**課題**
1. 力価測定についての文章から、「力価測定が必要な理由は簡単で」から「は?」と思うかもしれません。」までの部分を一字一句そのまま書き写してください。
2. 次の(a)〜(c)が力価測定についての文章の内容と合っているか、それぞれ「はい」か「いいえ」で答えてください。判断の根拠となる文章中の語句も、そのまま引用してください。
(a) 力価の単位はmg/mLである。
(b) KF滴定試薬の力価は、ボトルを開封した後もほとんど変化しない。
(c) 吸着管には分子ふるい(0.3 nm)を充填する。
3. 力価測定についての文章を、最後の文に続けて書き進めてください。

力価測定が必要な理由は簡単です。KF(カールフィッシャー)水分測定の力価がわからなければ、試料中の水分含有量を正確に算出できません。カールフィッシャー水分測定において、力価とは、1 mLの滴定試薬で滴定できる水の質量(mg)を示し、その単位は「mg/mL」です。
「それなら、力価を測定しましょう。大した手間ではないし、一度測定すれば力価は分かるので、繰り返す必要はないのでは?」と思うかもしれません。
確かにそうであれば理想的ですが、実際は少し違います。力価の測定は定期的に行う必要があります。密閉されたボトル内ではKF滴定試薬は非常に安定しており、力価もほとんど変化しません。しかし、一度ボトルを開封すると、KF滴定試薬は著しく変化し始めます。空気がボトルに入ると、1 Lの空気中には数mgの水分が含まれているため、この水分が力価に影響を与えることになります。湿気のある空気が滴定試薬に入り込まないように、使用後はボトルを元のキャップでしっかりと密閉するか、分子ふるい(0.3 nm)を充填した吸着管で保護する必要があります。

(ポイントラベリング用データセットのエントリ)

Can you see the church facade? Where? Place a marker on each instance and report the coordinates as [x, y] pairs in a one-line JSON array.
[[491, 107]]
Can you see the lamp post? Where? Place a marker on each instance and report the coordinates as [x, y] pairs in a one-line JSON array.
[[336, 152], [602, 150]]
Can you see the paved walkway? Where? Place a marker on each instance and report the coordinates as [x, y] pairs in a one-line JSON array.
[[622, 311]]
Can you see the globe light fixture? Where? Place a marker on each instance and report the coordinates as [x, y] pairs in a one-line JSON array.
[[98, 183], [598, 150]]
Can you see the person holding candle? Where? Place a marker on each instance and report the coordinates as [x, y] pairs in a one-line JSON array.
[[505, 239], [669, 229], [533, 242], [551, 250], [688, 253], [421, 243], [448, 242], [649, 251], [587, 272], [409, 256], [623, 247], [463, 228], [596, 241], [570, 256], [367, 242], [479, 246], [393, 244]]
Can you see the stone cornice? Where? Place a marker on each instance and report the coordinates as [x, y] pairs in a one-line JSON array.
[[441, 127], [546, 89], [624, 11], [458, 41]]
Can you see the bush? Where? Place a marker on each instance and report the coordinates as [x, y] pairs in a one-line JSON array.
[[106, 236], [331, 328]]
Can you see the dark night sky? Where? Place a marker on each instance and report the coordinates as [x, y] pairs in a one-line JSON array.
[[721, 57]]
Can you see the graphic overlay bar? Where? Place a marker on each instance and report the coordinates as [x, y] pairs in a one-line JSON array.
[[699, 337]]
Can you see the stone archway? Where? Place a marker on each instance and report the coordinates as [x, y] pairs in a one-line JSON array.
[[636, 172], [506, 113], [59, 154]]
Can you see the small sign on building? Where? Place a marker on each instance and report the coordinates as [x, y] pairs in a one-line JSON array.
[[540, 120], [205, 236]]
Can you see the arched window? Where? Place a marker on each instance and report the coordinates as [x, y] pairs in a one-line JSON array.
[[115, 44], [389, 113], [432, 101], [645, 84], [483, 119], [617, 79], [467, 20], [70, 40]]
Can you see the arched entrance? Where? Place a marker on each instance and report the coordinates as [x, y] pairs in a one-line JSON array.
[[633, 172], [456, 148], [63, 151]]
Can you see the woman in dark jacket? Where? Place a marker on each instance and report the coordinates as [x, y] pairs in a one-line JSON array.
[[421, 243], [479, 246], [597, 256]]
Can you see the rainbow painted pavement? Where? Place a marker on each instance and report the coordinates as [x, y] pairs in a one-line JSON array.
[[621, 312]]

**課題ごとの解答**
1.
力価測定が必要な理由は簡単です。KF(カールフィッシャー)水分測定の力価がわからなければ、試料中の水分含有量を正確に算出できません。カールフィッシャー水分測定において、力価とは、1 mLの滴定試薬で滴定できる水の質量(mg)を示し、その単位は「mg/mL」です。
「それなら、力価を測定しましょう。大した手間ではないし、一度測定すれば力価は分かるので、繰り返す必要はないのでは?」と思うかもしれません。

2.
(a) はい。『その単位は「mg/mL」です』
(b) いいえ。『一度ボトルを開封すると、KF滴定試薬は著しく変化し始めます』
(c) はい。『分子ふるい(0.3 nm)を充填した吸着管で保護する』

3.
また、温度変化も力価に影響を与えます。滴定試薬の温度が1°C上昇すると、体積膨張の影響で力価が約0.1%減少します。実験室内の温度が作業中に変動する場合は、この点に注意が必要です。
さらに、夜間などに滴定システムを停止した場合、チューブやシリンダー内の試薬も影響を受け、ボトル内の滴定試薬と力価が異なる可能性があります。したがって、最初の滴定の前に、すべてのチューブを洗浄する準備段階を実行することをお勧めします。